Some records
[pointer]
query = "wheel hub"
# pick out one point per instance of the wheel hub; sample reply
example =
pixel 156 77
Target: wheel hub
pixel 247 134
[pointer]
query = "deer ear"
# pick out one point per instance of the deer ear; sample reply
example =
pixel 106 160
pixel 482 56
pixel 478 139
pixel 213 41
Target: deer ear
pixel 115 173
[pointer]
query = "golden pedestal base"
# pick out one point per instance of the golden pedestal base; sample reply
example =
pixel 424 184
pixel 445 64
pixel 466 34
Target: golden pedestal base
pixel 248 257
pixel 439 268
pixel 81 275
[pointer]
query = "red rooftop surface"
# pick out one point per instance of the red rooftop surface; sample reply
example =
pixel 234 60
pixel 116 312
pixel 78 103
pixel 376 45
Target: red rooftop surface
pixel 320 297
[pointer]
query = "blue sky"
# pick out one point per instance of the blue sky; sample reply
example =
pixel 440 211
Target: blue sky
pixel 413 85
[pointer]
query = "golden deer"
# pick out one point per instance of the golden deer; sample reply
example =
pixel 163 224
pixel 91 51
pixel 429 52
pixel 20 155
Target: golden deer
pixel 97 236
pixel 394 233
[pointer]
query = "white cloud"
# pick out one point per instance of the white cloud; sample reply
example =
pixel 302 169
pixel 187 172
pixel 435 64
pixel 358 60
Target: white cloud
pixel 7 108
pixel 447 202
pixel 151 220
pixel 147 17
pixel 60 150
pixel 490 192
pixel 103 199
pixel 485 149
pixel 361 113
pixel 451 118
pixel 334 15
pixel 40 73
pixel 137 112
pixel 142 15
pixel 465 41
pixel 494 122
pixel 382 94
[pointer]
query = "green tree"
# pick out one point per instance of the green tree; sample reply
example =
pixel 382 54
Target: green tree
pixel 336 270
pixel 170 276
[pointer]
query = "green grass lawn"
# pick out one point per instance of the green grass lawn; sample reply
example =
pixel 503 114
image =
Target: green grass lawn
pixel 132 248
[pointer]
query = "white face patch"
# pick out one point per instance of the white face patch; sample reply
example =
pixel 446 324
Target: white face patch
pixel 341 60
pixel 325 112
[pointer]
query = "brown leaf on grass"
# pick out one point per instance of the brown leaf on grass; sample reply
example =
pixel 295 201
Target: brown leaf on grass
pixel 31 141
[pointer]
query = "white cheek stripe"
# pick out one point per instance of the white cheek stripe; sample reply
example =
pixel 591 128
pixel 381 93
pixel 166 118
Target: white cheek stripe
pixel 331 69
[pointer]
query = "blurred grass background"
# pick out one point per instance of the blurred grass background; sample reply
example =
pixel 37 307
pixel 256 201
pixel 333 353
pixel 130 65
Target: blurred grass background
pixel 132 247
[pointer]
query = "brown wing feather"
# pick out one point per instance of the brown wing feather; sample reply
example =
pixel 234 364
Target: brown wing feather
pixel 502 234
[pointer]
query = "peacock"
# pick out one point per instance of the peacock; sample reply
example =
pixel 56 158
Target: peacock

### What the exercise asks
Print all of the items above again, line for line and without any change.

### Complete answer
[pointer]
query = "wheel hub"
# pick out one point per instance of the wheel hub; sample reply
example =
pixel 156 77
Target: wheel hub
pixel 247 134
[pointer]
query = "deer ear"
# pick out one point per instance of the deer ear; sample reply
example =
pixel 106 160
pixel 482 56
pixel 478 139
pixel 213 41
Target: deer ear
pixel 115 173
[pointer]
query = "golden pedestal base"
# pick out one point per instance of the golden pedestal base; sample reply
example =
pixel 424 184
pixel 445 64
pixel 466 34
Target: golden pedestal base
pixel 248 257
pixel 439 268
pixel 81 275
[pointer]
query = "red rooftop surface"
# pick out one point per instance of the red rooftop surface; sample reply
example =
pixel 234 60
pixel 116 312
pixel 78 103
pixel 376 45
Target: red rooftop surface
pixel 320 297
[pointer]
query = "blue sky"
# pick out one point per instance of the blue sky; sample reply
example =
pixel 440 211
Target: blue sky
pixel 413 85
[pointer]
query = "golden deer"
# pick out one point per instance of the golden deer; sample reply
example =
pixel 163 224
pixel 91 51
pixel 429 52
pixel 20 155
Target: golden deer
pixel 97 236
pixel 394 233
[pointer]
query = "white cloud"
# pick out one point per instance of the white cloud; sample reply
example =
pixel 302 169
pixel 187 172
pixel 435 64
pixel 358 60
Target: white cloud
pixel 7 108
pixel 447 202
pixel 151 220
pixel 147 17
pixel 60 150
pixel 490 192
pixel 103 199
pixel 485 149
pixel 361 113
pixel 451 118
pixel 334 15
pixel 40 73
pixel 137 112
pixel 142 15
pixel 465 41
pixel 494 122
pixel 382 94
[pointer]
query = "green tree"
# pick out one point per instance of the green tree; sample reply
example =
pixel 382 54
Target: green tree
pixel 336 270
pixel 170 276
[pointer]
query = "green grass lawn"
# pick out one point per instance of the green grass lawn; sample reply
example =
pixel 503 114
image =
Target: green grass lawn
pixel 132 248
[pointer]
query = "white face patch"
# pick out one point per instance of the white face patch; sample reply
example =
pixel 446 324
Target: white face patch
pixel 341 60
pixel 325 112
[pointer]
query = "brown leaf on grass"
# pick out one point per instance of the brown leaf on grass; sample reply
example =
pixel 295 201
Target: brown leaf on grass
pixel 31 141
[pointer]
query = "white cheek stripe"
# pick out one point per instance of the white cheek stripe; sample reply
example =
pixel 591 128
pixel 381 93
pixel 166 118
Target: white cheek stripe
pixel 331 69
[pointer]
query = "blurred grass background"
# pick out one point per instance of the blurred grass background; sample reply
example =
pixel 37 307
pixel 256 201
pixel 333 353
pixel 130 65
Target: blurred grass background
pixel 132 247
[pointer]
query = "brown wing feather"
# pick out one point per instance of the brown wing feather; sample reply
example =
pixel 234 364
Target: brown wing feather
pixel 502 234
[pointer]
query = "peacock"
# pick out one point per instance of the peacock; sample reply
example =
pixel 56 158
Target: peacock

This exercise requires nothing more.